— start of Data records —
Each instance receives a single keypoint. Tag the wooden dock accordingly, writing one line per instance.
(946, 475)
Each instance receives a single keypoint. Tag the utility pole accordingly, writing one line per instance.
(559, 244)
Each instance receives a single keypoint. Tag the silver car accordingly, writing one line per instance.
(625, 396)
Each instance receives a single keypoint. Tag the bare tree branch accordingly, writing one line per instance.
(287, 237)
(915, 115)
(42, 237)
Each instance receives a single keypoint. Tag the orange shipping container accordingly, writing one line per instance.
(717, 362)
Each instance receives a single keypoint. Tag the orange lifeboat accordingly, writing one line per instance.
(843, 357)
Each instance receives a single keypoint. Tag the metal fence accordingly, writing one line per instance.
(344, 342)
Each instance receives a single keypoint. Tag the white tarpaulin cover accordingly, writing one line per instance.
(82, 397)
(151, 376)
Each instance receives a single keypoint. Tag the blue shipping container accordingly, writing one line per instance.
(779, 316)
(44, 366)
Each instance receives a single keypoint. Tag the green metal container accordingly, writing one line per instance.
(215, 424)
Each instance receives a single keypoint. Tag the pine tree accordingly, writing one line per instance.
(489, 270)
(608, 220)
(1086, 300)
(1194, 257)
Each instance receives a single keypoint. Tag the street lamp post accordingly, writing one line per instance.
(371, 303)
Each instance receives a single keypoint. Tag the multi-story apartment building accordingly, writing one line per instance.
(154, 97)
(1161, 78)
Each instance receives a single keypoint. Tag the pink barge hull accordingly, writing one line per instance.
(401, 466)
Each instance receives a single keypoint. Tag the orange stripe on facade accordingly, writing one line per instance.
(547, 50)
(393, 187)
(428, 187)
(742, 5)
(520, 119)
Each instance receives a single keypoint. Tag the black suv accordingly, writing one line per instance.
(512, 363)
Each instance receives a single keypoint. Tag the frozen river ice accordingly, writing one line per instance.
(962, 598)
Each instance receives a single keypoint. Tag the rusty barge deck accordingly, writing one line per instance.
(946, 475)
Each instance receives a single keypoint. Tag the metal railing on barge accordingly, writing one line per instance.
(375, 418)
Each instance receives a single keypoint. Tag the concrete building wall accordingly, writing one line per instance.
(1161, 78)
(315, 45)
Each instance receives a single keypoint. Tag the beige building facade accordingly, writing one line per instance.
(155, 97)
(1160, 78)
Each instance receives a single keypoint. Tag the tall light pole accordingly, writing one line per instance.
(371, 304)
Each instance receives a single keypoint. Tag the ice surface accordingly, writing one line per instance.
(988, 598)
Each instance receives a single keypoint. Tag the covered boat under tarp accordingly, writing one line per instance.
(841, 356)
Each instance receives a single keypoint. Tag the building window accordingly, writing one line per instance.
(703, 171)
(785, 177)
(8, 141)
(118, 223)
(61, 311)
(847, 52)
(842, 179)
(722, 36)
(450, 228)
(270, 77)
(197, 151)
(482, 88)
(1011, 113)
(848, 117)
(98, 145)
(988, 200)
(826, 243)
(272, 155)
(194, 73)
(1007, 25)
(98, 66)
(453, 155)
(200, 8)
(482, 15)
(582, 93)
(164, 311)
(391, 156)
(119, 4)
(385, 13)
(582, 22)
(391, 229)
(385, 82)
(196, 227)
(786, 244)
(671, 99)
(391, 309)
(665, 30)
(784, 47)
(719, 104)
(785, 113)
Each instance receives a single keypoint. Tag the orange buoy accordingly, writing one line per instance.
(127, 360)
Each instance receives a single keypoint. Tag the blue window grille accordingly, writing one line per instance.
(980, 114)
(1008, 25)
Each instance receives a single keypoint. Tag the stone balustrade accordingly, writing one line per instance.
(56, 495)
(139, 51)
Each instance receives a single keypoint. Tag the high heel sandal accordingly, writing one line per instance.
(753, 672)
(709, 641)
— end of Data records —
* **Task directions**: Reproduce the listing from the line with "Each instance receives a single keypoint. Tag the stone" up to and including its last line, substituting "railing" for "balustrade" and leaving everything else unchanged.

* **Answer to the task**:
Each instance receives a single keypoint. Tag the stone railing accordingly, writing one line per instance.
(56, 495)
(139, 51)
Each instance receives a single keypoint. Tag the high heel sandal accordingly, writing one line per instance.
(753, 672)
(709, 641)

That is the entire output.